◆ Request ◆
What is needed is an exact copy of the entries below, from the line that contains "TARGET = yellow flag" through the final line, both included, and nothing else.

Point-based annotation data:
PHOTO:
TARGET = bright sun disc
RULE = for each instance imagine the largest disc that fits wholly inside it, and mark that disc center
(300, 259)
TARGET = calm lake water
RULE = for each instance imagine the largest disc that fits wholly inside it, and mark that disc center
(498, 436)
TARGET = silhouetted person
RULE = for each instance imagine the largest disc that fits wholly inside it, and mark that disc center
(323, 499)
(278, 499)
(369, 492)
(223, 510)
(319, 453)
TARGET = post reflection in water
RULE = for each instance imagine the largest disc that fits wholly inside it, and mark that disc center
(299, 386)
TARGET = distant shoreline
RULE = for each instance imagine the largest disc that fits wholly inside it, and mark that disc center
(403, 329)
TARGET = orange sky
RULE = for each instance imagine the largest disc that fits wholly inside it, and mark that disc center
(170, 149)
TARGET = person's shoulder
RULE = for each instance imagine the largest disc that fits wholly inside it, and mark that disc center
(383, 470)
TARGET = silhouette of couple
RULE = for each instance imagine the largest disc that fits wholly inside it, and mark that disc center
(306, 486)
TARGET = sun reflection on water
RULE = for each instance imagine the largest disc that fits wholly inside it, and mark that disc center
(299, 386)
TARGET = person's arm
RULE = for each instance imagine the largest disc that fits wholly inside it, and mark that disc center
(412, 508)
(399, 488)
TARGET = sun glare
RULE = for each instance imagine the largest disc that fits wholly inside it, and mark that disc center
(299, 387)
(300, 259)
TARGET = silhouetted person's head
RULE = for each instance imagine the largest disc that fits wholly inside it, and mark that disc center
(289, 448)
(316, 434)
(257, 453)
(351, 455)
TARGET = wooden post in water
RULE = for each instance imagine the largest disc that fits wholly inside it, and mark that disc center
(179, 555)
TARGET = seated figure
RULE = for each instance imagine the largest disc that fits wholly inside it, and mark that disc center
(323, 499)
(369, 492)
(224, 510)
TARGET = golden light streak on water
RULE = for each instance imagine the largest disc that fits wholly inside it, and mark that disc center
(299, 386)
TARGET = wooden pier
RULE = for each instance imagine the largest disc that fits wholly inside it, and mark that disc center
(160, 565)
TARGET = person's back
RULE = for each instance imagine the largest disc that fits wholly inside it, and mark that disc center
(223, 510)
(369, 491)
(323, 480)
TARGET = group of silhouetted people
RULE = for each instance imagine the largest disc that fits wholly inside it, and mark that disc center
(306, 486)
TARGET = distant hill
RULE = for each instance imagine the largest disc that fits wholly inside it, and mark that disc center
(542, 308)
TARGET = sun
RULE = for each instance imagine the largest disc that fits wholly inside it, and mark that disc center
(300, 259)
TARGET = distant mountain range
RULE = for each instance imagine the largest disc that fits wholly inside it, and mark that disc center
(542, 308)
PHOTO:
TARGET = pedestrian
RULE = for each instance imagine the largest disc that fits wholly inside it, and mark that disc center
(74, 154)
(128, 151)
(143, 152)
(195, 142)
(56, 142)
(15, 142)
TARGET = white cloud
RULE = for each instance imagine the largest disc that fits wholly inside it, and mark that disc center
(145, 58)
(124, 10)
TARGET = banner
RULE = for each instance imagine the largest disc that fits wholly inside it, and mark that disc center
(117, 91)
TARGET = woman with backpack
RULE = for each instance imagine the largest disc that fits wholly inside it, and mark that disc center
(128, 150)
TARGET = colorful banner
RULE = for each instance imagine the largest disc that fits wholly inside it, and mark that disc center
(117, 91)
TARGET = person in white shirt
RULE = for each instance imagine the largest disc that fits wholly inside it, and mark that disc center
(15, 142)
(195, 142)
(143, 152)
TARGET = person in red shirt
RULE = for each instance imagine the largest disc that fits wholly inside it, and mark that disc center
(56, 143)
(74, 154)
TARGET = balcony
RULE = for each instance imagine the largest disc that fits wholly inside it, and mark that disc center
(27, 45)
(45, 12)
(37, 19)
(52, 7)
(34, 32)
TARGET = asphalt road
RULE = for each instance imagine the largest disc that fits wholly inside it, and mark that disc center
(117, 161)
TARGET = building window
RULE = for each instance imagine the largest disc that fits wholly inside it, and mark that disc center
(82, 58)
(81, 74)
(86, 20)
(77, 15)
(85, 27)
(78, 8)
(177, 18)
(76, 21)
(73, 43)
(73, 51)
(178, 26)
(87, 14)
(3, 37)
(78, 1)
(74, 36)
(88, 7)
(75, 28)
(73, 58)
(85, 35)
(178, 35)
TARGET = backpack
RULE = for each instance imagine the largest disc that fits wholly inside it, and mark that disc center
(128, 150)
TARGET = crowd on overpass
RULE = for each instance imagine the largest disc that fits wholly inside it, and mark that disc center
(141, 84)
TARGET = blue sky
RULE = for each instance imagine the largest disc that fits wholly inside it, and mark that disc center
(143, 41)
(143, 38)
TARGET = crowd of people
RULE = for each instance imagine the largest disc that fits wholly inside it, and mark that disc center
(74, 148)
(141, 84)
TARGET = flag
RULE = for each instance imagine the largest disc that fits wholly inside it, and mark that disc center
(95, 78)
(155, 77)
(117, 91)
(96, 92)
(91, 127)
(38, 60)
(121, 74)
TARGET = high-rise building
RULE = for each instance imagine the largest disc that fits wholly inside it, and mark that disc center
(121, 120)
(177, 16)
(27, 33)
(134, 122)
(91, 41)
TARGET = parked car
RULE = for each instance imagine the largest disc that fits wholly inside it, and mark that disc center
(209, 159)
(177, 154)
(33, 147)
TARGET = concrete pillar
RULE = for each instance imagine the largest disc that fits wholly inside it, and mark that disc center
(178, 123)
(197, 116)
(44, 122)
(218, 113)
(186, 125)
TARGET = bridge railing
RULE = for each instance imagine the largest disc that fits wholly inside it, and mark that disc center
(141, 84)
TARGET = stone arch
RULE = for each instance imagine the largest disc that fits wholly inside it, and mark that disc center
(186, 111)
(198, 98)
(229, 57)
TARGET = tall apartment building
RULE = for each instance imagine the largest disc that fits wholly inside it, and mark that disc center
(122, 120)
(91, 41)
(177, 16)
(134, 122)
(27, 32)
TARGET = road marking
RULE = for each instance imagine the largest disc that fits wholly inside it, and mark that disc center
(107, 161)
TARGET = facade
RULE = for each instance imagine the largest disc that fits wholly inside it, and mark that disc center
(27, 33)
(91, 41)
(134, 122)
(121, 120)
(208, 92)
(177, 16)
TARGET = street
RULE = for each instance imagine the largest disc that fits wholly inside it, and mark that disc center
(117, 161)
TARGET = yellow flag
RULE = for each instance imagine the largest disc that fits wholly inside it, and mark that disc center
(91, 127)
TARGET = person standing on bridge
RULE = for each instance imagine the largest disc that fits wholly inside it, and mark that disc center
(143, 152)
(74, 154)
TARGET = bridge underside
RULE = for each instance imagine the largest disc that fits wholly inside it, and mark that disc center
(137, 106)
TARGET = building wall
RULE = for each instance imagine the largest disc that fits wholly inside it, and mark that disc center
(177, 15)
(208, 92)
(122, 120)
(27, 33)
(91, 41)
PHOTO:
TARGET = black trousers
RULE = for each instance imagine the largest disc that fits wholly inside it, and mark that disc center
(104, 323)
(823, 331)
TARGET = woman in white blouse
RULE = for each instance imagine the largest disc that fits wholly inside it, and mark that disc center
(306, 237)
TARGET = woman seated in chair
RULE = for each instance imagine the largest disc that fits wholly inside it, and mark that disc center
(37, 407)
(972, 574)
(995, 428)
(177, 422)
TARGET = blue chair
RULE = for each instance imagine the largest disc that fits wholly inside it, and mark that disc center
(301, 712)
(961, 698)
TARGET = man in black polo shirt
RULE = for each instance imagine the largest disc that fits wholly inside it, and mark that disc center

◆ Answer to this problem ◆
TARGET = yellow flag
RULE = for each instance imagine the largest disc that fits wholly inside it, and mark that disc center
(91, 127)
TARGET = person standing on bridge
RULE = for each instance imagine the largest disc that fits wholly inside it, and mark that disc center
(143, 152)
(74, 154)
TARGET = bridge underside
RULE = for each instance imagine the largest disc that fits wholly inside it, and mark that disc center
(137, 106)
TARGET = building wall
RULE = for each instance imagine the largest disc that fits wholly inside it, and mark that disc center
(177, 15)
(208, 92)
(122, 120)
(27, 33)
(91, 41)
PHOTO:
TARGET = black trousers
RULE = for each instance imagine the largest disc that fits wholly inside it, and mark that disc center
(104, 323)
(823, 331)
TARGET = woman in white blouse
RULE = for each instance imagine the largest disc that fits wholly inside it, and mark that disc center
(306, 237)
TARGET = woman seated in chair
RULE = for each instance imagine the largest disc that fits wholly inside it, and mark that disc center
(37, 407)
(972, 574)
(995, 428)
(177, 422)
TARGET = blue chair
RULE = for each instance imagine the largest disc that fits wholly inside it, and mark that disc center
(301, 712)
(961, 698)
TARGET = man in black polo shirt
RULE = for each instance imagine the largest disc that fits wholly inside it, and mark that disc center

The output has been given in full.